Every line of the data below is to be retyped exactly.

EXERCISE INPUT section start

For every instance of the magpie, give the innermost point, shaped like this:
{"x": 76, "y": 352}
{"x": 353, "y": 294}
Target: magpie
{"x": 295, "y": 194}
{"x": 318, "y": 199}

EXERCISE INPUT section end

TASK RESPONSE:
For every instance of the magpie, give the innermost point, shaped like this:
{"x": 76, "y": 352}
{"x": 353, "y": 294}
Target: magpie
{"x": 295, "y": 194}
{"x": 318, "y": 199}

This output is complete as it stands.